PROBLEM DESCRIPTION
Reproduce everything in the geocoding notebook from "place = geolocator.geocode(location)" down to "return (l[idx-1]==l[idx])", with no changes.

[START EXTRACTED TEXT]

This code takes geolocation data and dates. The data is then plotted as a density plot.

Future work:
Add in date ranges to include (if applicable)
Remove data in files where a lat/lng column is present but doesn't have a location or lat/lng data

In [48]:
import folium
from geopy.geocoders import Nominatim
import numpy as np
from folium import plugins
import pandas as pd
#import geopandas
#import geojsoncontour

In [111]:
#Data loading functions
def get_geocode_api(location):
    """Gets the lattitude and longitude of location
    location: geographical location or address"""
    place = geolocator.geocode(location)
    lat = place.latitude
    lng = place.longitude
    return(lat, lng)

def is_same_as_previous(l, idx):
    """Checks if the current index in a list is the same as previous"""
    if idx==0:
        return False
    else:
        return (l[idx-1]==l[idx])

def get_geocodes(df, addr_h = 'Address',lat_h = 'Lattitude',lng_h = 'Longitude', repeat_addresses = False):
    """Gets the lattitude and longitude of all locations and returns db with lat, lng values
    addr_h: column header for locations/addresses
    repeat_addresses: Bool, if True it will check to see if that address is already found
        - May be much faster than using API mulitple times, depending on addr_h column length and number of repeats etc"""
    
    if repeat_addresses==True: 
        df = df.sort_values(by=[addr_h], ignore_index=True) #Reduce computation time when finding repeats
    for i in range(len(df)):
        if repeat_addresses and is_same_as_previous(df[addr_h],i):
            df.loc[i,[lat_h,lng_h]] = df.loc[i-1,[lat_h,lng_h]]
        else:
            df.loc[i,[lat_h,lng_h]] = get_geocode_api(df.loc[i,addr_h])
    return(df)

def fill_missing_lat_lngs(df, addr_h="Address",lat_h='Lattitude',lng_h='Longitude'):
    """Fills in missing lattitude and longitude values in an existing df
    df: dataframe with location, lat, lng data
    addr_h,lat_h,lng_h: the dataframe header for the location,lattitude and longitude data respectively"""

[END EXTRACTED TEXT]
[START GIVEN MATERIAL]

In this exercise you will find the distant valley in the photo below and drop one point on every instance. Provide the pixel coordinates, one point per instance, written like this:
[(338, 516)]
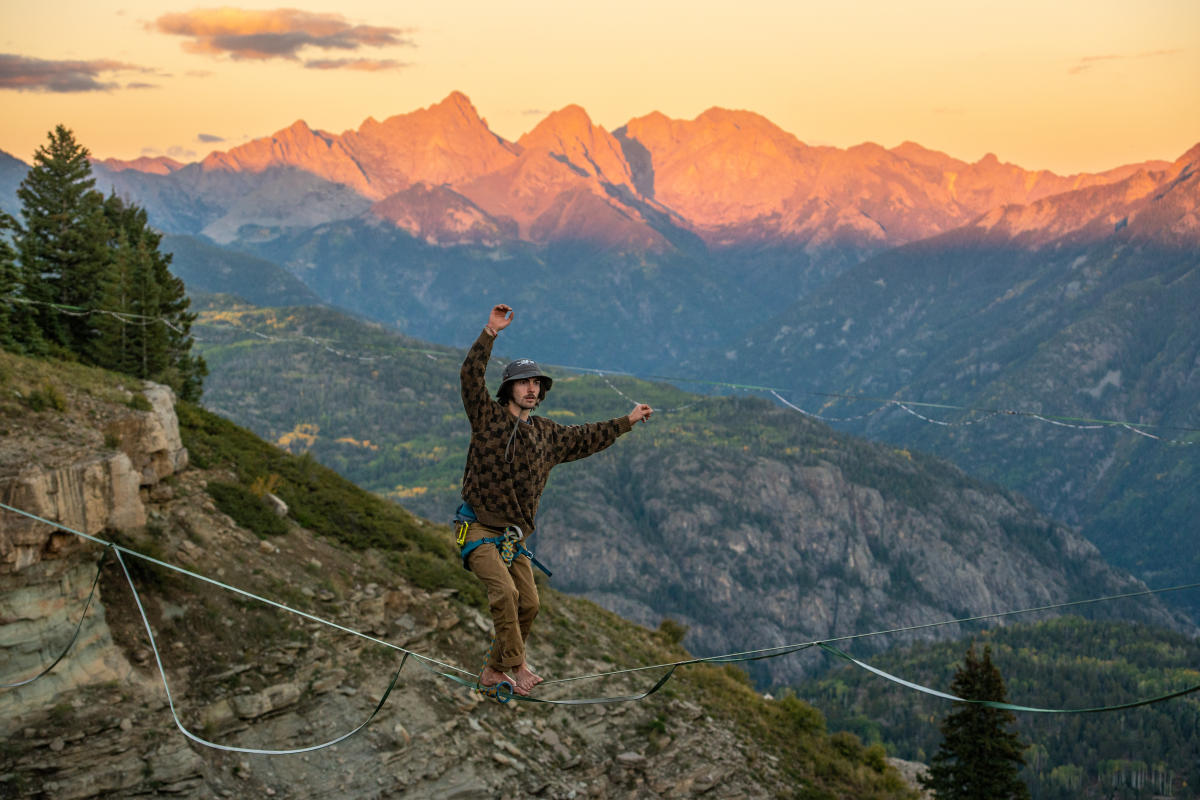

[END GIVEN MATERIAL]

EXERCISE RESPONSE
place = geolocator.geocode(location)
    lat = place.latitude
    lng = place.longitude
    return(lat, lng)

def is_same_as_previous(l, idx):
    """Checks if the current index in a list is the same as previous"""
    if idx==0:
        return False
    else:
        return (l[idx-1]==l[idx])